Task input below:

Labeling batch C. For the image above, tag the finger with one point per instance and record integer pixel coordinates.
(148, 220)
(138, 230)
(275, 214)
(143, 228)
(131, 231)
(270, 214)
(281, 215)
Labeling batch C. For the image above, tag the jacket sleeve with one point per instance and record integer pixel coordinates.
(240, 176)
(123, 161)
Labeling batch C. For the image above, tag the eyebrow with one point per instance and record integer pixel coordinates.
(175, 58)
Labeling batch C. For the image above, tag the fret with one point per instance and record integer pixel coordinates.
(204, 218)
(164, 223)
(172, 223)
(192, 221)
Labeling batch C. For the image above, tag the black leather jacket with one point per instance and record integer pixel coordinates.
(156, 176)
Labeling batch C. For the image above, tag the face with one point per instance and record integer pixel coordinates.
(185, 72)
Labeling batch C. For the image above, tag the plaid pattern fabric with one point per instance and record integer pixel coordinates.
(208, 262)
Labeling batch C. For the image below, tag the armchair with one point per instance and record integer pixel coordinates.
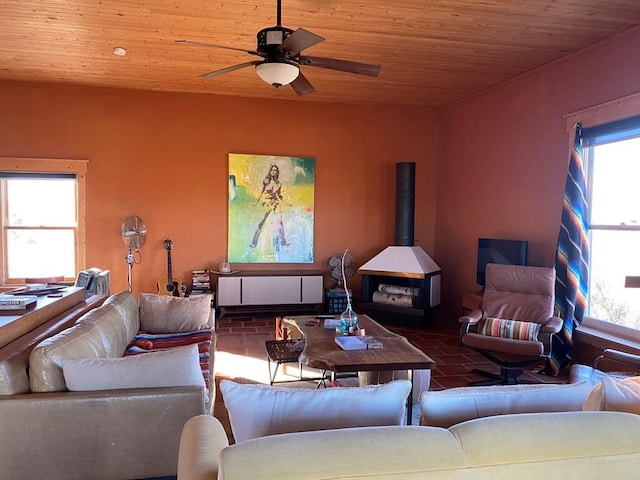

End of Task input.

■ Goal of the exercise
An exact, image-free transcript of the material is required.

■ Written solution
Labeling batch C. For the image above, tag the finger with one point per instance and record integer pixel coordinates.
(148, 220)
(138, 230)
(275, 214)
(143, 228)
(131, 231)
(270, 214)
(281, 215)
Labeling batch C. For the image above, tag the jacket sleeve with one point per instance and record integer pixel coordinates.
(240, 176)
(123, 161)
Labeling batch C. For the image above, tag the eyebrow with one point per instance and record integer pixel coordinates.
(175, 58)
Labeling batch C. For the image above, tag the fret with one point per instance and record integer pixel coordinates.
(204, 218)
(164, 223)
(172, 223)
(192, 221)
Labeling batch C. For the image above, tag the black leather jacket with one point per instance and record integer pixel coordinates.
(156, 176)
Labeling batch C. For the image above, tag the face with one point per instance and record integer pixel coordinates.
(185, 72)
Labeling batch C. For the image above, tag the plaid pattern fabric with one point per instance and record integer pixel coordinates.
(208, 262)
Labeling batch C. For the image below, tag the armchair with one point per instance and record integer pixel coordinates.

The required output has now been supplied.